• [Extracted material]
-- Begin --

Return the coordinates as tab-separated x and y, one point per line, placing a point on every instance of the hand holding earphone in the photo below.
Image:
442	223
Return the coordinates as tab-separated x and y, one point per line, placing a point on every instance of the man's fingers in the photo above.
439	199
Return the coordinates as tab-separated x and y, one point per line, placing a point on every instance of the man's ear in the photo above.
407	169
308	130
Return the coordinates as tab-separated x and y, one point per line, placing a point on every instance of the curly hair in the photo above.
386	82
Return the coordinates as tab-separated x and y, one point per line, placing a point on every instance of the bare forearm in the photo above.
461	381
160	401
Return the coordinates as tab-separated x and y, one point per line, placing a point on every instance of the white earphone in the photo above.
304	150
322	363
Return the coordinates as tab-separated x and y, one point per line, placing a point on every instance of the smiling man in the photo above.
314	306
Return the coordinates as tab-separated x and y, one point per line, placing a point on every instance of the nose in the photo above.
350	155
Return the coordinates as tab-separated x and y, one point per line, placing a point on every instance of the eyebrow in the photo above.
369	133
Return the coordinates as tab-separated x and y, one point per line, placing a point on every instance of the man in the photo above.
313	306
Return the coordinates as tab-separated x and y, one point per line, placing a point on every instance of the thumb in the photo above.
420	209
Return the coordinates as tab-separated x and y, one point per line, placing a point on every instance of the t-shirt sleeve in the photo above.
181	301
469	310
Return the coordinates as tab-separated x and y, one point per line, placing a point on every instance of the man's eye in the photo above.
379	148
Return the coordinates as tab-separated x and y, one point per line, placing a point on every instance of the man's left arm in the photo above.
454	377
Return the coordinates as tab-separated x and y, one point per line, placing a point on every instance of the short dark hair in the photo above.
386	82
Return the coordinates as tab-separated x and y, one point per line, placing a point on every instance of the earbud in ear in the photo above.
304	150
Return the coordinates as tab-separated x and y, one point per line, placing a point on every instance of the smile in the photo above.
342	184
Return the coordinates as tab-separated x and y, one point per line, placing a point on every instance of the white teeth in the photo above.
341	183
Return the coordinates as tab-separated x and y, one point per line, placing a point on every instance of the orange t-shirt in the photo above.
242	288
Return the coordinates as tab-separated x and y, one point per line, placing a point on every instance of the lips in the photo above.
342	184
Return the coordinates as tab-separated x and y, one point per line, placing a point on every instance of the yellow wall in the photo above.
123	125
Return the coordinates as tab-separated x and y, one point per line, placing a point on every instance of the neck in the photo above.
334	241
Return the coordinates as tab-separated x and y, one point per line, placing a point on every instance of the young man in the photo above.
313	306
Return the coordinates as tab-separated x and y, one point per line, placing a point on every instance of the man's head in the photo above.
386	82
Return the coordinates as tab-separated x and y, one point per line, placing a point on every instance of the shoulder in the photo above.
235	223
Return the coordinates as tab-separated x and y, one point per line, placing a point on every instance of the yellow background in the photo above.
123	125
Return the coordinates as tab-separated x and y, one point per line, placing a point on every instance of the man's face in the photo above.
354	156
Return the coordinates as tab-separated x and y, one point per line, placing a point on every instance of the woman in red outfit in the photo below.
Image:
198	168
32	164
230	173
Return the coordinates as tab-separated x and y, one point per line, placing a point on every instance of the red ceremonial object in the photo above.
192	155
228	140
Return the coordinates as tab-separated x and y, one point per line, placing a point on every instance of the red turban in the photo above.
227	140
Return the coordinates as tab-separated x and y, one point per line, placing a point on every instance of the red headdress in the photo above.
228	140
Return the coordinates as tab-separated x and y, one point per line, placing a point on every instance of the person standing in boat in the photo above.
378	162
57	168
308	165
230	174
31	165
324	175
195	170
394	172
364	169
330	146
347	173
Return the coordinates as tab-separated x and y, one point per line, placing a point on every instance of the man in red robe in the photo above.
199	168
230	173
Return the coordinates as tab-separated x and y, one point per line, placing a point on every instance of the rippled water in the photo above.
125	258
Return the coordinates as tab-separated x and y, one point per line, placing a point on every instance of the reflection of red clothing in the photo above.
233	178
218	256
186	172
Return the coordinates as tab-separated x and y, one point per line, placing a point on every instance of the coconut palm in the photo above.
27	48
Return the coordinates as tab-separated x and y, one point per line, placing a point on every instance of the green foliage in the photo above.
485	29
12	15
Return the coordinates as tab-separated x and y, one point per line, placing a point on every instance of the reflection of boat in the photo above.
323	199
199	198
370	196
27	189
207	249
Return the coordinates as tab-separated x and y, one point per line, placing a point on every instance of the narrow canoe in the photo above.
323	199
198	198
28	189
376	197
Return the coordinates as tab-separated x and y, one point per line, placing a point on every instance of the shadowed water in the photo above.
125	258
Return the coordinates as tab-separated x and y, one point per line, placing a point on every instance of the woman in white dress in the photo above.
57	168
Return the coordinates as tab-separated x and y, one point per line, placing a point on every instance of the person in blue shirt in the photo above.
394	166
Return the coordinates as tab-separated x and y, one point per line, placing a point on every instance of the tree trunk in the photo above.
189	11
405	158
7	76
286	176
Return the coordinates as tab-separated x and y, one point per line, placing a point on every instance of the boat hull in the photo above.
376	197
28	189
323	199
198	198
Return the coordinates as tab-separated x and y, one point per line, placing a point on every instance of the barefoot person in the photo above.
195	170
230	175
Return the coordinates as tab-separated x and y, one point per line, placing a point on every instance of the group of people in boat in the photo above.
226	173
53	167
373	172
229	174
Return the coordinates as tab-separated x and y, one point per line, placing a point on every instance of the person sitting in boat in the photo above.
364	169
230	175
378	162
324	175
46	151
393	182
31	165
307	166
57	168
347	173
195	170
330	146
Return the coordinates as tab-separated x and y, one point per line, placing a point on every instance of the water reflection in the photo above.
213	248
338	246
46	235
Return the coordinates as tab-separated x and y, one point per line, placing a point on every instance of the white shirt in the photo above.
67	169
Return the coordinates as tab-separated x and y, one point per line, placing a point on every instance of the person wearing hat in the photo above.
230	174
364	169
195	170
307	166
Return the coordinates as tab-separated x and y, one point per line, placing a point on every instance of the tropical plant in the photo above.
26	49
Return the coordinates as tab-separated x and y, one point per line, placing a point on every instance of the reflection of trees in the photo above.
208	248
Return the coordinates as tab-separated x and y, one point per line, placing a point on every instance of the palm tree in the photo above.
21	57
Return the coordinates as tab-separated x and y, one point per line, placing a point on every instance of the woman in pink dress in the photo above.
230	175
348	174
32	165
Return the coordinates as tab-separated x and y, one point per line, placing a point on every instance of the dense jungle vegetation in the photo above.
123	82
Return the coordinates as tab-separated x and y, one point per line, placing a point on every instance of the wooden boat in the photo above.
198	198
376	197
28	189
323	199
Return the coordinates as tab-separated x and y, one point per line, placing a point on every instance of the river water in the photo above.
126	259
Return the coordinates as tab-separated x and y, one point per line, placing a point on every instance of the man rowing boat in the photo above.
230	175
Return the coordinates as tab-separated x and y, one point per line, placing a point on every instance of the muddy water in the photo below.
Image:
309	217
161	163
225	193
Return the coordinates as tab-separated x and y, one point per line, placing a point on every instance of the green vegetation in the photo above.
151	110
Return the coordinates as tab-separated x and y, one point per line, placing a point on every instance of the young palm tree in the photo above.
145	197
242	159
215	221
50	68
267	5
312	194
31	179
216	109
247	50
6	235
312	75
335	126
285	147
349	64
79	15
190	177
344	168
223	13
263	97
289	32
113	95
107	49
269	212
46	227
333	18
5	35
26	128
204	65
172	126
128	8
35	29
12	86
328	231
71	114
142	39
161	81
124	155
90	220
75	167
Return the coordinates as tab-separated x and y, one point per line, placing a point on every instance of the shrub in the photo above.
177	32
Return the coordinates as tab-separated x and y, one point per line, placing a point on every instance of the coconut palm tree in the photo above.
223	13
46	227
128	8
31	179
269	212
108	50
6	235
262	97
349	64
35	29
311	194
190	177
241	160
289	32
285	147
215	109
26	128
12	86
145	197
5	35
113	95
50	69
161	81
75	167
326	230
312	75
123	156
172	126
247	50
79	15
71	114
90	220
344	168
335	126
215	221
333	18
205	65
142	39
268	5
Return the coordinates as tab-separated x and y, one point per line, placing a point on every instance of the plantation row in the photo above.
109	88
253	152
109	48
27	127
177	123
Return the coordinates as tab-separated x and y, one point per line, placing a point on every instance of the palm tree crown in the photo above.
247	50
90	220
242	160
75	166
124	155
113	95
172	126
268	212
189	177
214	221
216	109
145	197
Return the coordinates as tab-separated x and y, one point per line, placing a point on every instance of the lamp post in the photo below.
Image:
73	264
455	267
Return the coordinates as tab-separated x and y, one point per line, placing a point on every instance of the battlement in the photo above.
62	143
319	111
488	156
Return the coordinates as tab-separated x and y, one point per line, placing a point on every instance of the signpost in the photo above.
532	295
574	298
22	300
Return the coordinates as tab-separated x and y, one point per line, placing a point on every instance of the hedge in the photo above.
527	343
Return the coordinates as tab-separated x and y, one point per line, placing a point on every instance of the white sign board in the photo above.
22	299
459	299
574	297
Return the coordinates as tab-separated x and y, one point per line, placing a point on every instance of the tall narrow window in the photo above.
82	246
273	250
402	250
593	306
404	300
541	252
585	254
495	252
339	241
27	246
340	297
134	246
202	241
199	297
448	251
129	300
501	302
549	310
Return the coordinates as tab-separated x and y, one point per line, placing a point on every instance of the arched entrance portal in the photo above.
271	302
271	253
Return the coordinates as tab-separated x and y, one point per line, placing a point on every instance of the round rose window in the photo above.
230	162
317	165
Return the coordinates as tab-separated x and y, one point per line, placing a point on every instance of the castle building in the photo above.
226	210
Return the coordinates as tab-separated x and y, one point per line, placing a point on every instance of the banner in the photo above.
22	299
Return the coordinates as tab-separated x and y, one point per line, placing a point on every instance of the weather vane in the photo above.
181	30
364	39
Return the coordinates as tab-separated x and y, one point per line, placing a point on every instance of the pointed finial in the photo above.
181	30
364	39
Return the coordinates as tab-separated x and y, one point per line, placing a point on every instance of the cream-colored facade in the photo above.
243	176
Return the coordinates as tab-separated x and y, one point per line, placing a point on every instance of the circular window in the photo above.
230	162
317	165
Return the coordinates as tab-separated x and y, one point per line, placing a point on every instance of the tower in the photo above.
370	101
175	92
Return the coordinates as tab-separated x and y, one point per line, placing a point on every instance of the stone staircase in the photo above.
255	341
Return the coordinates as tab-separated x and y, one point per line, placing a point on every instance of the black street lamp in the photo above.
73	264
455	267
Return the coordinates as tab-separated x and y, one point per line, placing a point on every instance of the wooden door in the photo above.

-- End --

• [Problem requirements]
Reproduce the part of the records that opens with the line containing "lamp in the photo above." and runs through the final line of the records, including both ends.

• [Full output]
Return the coordinates as tab-separated x and y, one point per line, placing a point on every instance of the black street lamp in the photo above.
73	264
455	267
Return the coordinates as tab-separated x and y, one point per line, placing a point on every instance of the wooden door in the photo above.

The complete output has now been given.